Retype the stretch of the listing from the line that contains "Where can you spot the sandy" through the line that contains "pixel 491 186", both included, exactly as the lines stand.

• [MATERIAL FOR THE TASK]
··········

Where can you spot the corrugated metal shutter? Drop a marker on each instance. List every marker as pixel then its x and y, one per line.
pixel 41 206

··········

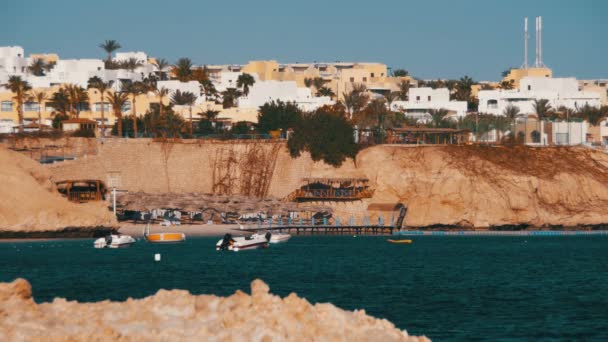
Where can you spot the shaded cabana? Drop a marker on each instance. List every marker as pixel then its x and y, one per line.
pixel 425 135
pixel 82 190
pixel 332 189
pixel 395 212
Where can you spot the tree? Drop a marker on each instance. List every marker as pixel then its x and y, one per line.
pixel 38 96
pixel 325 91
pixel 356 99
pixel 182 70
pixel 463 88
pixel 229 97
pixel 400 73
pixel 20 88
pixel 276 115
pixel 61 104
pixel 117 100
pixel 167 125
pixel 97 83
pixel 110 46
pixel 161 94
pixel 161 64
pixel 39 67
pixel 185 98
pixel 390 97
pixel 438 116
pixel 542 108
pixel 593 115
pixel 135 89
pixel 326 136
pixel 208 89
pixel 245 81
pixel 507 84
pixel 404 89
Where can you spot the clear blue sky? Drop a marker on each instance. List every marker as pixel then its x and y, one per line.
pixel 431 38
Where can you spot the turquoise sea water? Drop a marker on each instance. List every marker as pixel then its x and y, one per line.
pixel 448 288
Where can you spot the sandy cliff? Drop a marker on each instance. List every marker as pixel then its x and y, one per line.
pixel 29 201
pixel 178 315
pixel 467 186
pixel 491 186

··········

• [WRITTEN REPLY]
Where can you spot the sandy cliff? Drop a marker on each instance. List every marker as pixel then its x and y, one per line.
pixel 29 201
pixel 178 315
pixel 467 186
pixel 491 186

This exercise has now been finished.